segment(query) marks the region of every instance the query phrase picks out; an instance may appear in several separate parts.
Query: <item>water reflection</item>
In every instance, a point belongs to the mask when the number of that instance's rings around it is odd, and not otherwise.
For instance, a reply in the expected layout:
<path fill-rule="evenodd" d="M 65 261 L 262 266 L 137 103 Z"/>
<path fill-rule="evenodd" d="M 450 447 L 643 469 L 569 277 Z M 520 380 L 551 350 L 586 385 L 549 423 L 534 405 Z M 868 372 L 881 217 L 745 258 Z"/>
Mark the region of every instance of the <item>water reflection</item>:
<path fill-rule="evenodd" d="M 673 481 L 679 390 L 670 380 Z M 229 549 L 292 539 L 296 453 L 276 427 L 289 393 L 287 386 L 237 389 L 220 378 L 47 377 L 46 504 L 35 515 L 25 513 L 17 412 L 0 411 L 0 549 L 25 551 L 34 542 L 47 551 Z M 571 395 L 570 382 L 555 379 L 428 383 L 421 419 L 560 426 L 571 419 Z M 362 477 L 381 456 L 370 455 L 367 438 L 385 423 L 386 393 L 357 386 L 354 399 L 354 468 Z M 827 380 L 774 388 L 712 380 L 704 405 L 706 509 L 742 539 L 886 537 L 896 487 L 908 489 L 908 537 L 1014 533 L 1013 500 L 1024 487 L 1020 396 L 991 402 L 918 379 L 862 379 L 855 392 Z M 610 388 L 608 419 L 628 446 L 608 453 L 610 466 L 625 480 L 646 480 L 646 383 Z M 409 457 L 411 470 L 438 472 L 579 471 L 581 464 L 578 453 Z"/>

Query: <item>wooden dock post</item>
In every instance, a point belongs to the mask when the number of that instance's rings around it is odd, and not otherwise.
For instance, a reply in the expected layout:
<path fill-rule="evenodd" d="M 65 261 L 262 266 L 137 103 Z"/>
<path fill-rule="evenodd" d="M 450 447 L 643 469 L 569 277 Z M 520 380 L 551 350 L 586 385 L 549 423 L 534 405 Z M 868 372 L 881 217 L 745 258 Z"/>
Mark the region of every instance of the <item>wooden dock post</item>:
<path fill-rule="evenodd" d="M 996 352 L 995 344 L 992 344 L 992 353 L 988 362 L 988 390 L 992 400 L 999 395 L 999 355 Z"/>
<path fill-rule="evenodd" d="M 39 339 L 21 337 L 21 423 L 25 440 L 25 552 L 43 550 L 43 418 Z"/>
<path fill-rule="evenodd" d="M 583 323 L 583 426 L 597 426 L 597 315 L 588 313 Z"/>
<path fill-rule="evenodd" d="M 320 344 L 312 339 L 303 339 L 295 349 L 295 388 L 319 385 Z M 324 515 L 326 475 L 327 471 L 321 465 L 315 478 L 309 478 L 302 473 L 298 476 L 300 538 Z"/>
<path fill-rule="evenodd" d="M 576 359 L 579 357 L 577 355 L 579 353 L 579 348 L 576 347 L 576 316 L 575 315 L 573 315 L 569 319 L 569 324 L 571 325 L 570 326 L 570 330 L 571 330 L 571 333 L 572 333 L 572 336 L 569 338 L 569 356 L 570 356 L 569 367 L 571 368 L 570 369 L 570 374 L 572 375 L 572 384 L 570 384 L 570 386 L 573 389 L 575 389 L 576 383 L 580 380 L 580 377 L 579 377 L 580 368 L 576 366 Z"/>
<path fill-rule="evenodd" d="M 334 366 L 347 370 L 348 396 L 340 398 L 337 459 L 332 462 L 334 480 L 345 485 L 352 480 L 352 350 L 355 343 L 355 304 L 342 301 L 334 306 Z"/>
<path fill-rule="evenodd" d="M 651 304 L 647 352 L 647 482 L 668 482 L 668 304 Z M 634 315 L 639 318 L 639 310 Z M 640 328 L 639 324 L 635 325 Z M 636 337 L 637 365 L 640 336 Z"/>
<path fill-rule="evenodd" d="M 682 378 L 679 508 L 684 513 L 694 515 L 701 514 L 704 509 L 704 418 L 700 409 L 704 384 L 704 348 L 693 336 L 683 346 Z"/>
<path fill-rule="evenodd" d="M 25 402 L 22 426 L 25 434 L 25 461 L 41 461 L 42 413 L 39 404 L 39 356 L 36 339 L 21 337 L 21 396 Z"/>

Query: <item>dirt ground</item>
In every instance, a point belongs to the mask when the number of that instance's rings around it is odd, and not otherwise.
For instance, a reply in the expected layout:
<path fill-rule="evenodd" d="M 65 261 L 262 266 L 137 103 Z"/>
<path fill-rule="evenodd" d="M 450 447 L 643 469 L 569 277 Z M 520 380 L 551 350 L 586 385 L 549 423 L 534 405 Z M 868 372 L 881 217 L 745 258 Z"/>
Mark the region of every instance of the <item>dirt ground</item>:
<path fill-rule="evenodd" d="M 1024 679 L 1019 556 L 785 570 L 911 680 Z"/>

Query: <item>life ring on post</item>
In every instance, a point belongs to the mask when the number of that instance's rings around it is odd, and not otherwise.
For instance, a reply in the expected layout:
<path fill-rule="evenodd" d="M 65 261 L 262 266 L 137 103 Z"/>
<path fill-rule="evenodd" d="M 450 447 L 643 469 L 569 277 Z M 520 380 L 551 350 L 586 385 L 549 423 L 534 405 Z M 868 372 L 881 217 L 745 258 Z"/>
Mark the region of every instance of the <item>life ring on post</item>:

▸ **What is being asked**
Please quote every record above exactly as it appears.

▸ **Output below**
segment(query) marks the region of every instance the query phrase picks out; an instance may appear in several separate parts.
Query: <item>water reflection</item>
In every instance, a point belongs to the mask when the number of that instance's rings around it is odd, and not otherwise.
For instance, a reply in the expected layout:
<path fill-rule="evenodd" d="M 65 261 L 262 266 L 137 103 Z"/>
<path fill-rule="evenodd" d="M 450 447 L 643 469 L 569 277 Z M 520 380 L 551 350 L 586 385 L 549 423 L 534 405 Z M 868 372 L 881 217 L 745 258 Z"/>
Mark the region of every instance of the <item>water reflection</item>:
<path fill-rule="evenodd" d="M 673 481 L 679 390 L 670 380 Z M 229 549 L 292 539 L 296 453 L 276 427 L 289 393 L 287 386 L 237 389 L 220 378 L 47 377 L 46 504 L 35 515 L 25 513 L 17 412 L 0 411 L 0 549 L 25 551 L 34 542 L 47 551 Z M 571 395 L 570 382 L 555 379 L 428 383 L 421 419 L 560 426 L 571 419 Z M 362 477 L 381 456 L 370 455 L 367 438 L 385 423 L 386 393 L 357 386 L 354 399 L 354 468 Z M 827 380 L 774 388 L 712 380 L 704 405 L 706 509 L 742 539 L 886 537 L 896 487 L 908 489 L 908 537 L 1014 533 L 1013 500 L 1024 487 L 1020 396 L 991 402 L 918 379 L 862 379 L 855 392 Z M 610 388 L 608 419 L 628 446 L 608 453 L 610 466 L 625 480 L 646 480 L 646 383 Z M 409 457 L 411 470 L 438 472 L 579 471 L 581 464 L 578 453 Z"/>

Query: <item>wooden dock post</item>
In every instance, a point belongs to the mask when the number of that instance's rings around it is odd, and not otherwise.
For instance, a reply in the expected layout:
<path fill-rule="evenodd" d="M 65 261 L 262 266 L 137 103 Z"/>
<path fill-rule="evenodd" d="M 450 447 L 643 469 L 569 277 Z M 520 380 L 551 350 L 586 385 L 549 423 L 534 405 Z M 868 372 L 881 217 L 745 258 Z"/>
Mark the region of every instance of the <item>wooden dock post</item>:
<path fill-rule="evenodd" d="M 996 352 L 995 344 L 992 344 L 992 353 L 988 362 L 988 390 L 992 400 L 999 395 L 999 355 Z"/>
<path fill-rule="evenodd" d="M 39 339 L 21 337 L 21 423 L 25 440 L 25 552 L 43 550 L 43 418 Z"/>
<path fill-rule="evenodd" d="M 583 323 L 583 426 L 597 426 L 597 315 L 588 313 Z"/>
<path fill-rule="evenodd" d="M 320 344 L 312 339 L 303 339 L 295 349 L 295 388 L 319 385 Z M 324 515 L 326 475 L 327 471 L 321 465 L 315 478 L 309 478 L 302 473 L 298 476 L 300 538 Z"/>
<path fill-rule="evenodd" d="M 576 359 L 579 357 L 577 355 L 579 353 L 579 348 L 576 347 L 576 316 L 575 315 L 573 315 L 569 319 L 569 324 L 571 325 L 570 326 L 570 330 L 571 330 L 571 333 L 572 333 L 572 336 L 569 338 L 569 356 L 570 356 L 569 367 L 571 368 L 570 369 L 570 374 L 572 375 L 572 384 L 570 384 L 570 386 L 573 389 L 575 389 L 576 383 L 580 380 L 580 377 L 579 377 L 580 368 L 576 366 Z"/>
<path fill-rule="evenodd" d="M 334 366 L 347 370 L 348 396 L 340 398 L 337 459 L 332 462 L 334 480 L 345 485 L 352 480 L 352 350 L 355 343 L 355 304 L 342 301 L 334 306 Z"/>
<path fill-rule="evenodd" d="M 651 304 L 647 352 L 647 482 L 668 482 L 668 304 Z M 634 315 L 639 318 L 639 310 Z M 640 328 L 639 324 L 635 325 Z M 636 337 L 637 365 L 640 336 Z"/>
<path fill-rule="evenodd" d="M 682 378 L 679 508 L 684 513 L 694 515 L 701 514 L 704 509 L 704 418 L 700 409 L 704 384 L 704 348 L 693 336 L 683 346 Z"/>
<path fill-rule="evenodd" d="M 25 402 L 22 426 L 25 434 L 25 461 L 41 461 L 42 413 L 39 404 L 39 356 L 36 339 L 21 337 L 21 396 Z"/>

Query: <item>dirt ground</item>
In every instance, a point belongs to the mask when the number of that instance's rings around it is odd, and not otherwise.
For instance, a reply in the expected layout:
<path fill-rule="evenodd" d="M 65 261 L 262 266 L 137 103 Z"/>
<path fill-rule="evenodd" d="M 450 447 L 643 469 L 569 277 Z M 520 380 L 551 350 L 586 385 L 549 423 L 534 405 Z M 868 372 L 881 217 L 745 258 Z"/>
Mark the region of every instance of the <item>dirt ground</item>:
<path fill-rule="evenodd" d="M 1024 679 L 1019 556 L 785 570 L 911 680 Z"/>

Query: <item>life ring on post</item>
In every instance, a point belongs to the mask when the number of that instance's rings around it is odd, and not otherwise.
For instance, a reply in the expected layout:
<path fill-rule="evenodd" d="M 65 261 L 262 266 L 137 103 Z"/>
<path fill-rule="evenodd" d="M 450 447 L 643 469 L 569 277 Z M 520 380 L 551 350 L 586 385 L 549 423 L 534 405 Z M 868 372 L 881 217 L 745 258 Z"/>
Mark the region of every instance of the <item>life ring on post</item>:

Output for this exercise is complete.